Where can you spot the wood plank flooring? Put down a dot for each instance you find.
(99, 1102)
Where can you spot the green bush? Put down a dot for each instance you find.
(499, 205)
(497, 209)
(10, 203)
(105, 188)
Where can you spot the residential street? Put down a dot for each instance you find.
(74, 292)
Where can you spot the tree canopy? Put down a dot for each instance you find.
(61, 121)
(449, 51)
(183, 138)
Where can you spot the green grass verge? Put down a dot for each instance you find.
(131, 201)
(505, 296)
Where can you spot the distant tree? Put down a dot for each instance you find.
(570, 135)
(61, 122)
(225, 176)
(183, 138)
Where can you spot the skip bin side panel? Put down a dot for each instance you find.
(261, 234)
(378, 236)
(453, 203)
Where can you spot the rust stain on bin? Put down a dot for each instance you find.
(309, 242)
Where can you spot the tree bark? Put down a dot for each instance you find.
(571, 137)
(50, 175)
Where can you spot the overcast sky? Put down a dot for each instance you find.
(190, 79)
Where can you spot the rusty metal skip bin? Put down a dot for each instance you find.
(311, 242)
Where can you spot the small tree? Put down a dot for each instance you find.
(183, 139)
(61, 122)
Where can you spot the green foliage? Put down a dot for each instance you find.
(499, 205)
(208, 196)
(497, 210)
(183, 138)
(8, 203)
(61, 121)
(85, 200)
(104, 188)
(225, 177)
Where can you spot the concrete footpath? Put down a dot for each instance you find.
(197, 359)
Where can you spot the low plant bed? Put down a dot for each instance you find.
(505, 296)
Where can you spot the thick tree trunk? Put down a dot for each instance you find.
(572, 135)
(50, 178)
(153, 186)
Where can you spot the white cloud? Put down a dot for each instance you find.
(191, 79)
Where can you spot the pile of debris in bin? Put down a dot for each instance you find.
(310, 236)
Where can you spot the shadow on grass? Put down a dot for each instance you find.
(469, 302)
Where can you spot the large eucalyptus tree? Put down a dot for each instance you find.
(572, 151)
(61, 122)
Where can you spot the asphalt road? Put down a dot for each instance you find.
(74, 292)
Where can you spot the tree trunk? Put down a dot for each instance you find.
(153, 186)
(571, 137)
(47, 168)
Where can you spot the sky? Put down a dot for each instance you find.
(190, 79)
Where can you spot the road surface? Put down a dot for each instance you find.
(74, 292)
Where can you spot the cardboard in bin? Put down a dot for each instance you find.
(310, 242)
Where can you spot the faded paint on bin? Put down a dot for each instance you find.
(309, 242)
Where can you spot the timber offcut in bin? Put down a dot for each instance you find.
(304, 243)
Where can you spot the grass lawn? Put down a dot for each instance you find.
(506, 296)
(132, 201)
* * *
Problem requirements:
Retype all the records, matching them exactly.

Correct output:
Where can you spot the wood plank flooring? Put down a dot for each instance you find.
(99, 1102)
Where can you spot the green bush? Put down a dot for each instance you find.
(499, 205)
(497, 209)
(10, 203)
(105, 188)
Where can you spot the residential street? Put down a dot for each instance you find.
(74, 292)
Where can you spot the tree canopy? Put down a dot for each instance you find.
(61, 121)
(449, 51)
(183, 138)
Where can you spot the green grass verge? Put down a dot for each instance you find.
(131, 201)
(505, 296)
Where can you spot the distant tree? Put down a dot for each instance you find.
(570, 135)
(61, 122)
(225, 176)
(183, 138)
Where can you spot the skip bin side panel? Put down a dot for each instance you find.
(261, 234)
(378, 236)
(453, 203)
Where can you spot the rust stain on bin? Put down a dot for each instance you find.
(309, 242)
Where can you spot the tree bark? Put down a dot for each instance you find.
(571, 137)
(50, 175)
Where can you spot the overcast sky? Put down a dot for each instance you find.
(190, 79)
Where can you spot the rusty metal skip bin? Put down a dot for each instance you find.
(311, 242)
Where can you spot the small tree? Put down a dot for each instance you find.
(183, 139)
(61, 122)
Where can you spot the green foliage? Put down a dot for each instance you find.
(499, 205)
(208, 196)
(497, 210)
(183, 138)
(8, 203)
(61, 121)
(85, 200)
(104, 188)
(225, 177)
Where can you spot the concrete footpath? Put down a dot for each instance you find.
(197, 359)
Where can you spot the low plant bed? Put down a dot for each instance you find.
(505, 296)
Where can you spot the thick tree trunk? Put down a dot for each instance you find.
(572, 135)
(50, 178)
(153, 186)
Where can you spot the white cloud? Put down a dot for each instance you find.
(191, 79)
Where can you spot the pile of debris in bin? Put down a dot for each instance you find.
(310, 236)
Where can you spot the shadow on grass? Put down a dot for each instance you find.
(469, 302)
Where can you spot the large eucalyptus tree? Put down a dot for each instance you find.
(572, 151)
(61, 122)
Where can you spot the asphalt road? Put down a dot for each instance you find.
(74, 292)
Where can you spot the tree trunk? Put down a dot for each instance you find.
(153, 186)
(571, 137)
(47, 168)
Where can you spot the sky? Put down a dot for each instance you find.
(190, 79)
Where can you spot the road surface? Put down a dot for each instance you find.
(74, 292)
Where can you spot the cardboard in bin? Put down a dot for each instance you find.
(310, 242)
Where can you spot the faded paint on bin? Put down a dot for each instance you find.
(309, 242)
Where can you spot the timber offcut in bin? Put down a dot for each instance you find.
(304, 243)
Where can you spot the grass lawn? Put down a dot for each instance you find.
(506, 296)
(132, 201)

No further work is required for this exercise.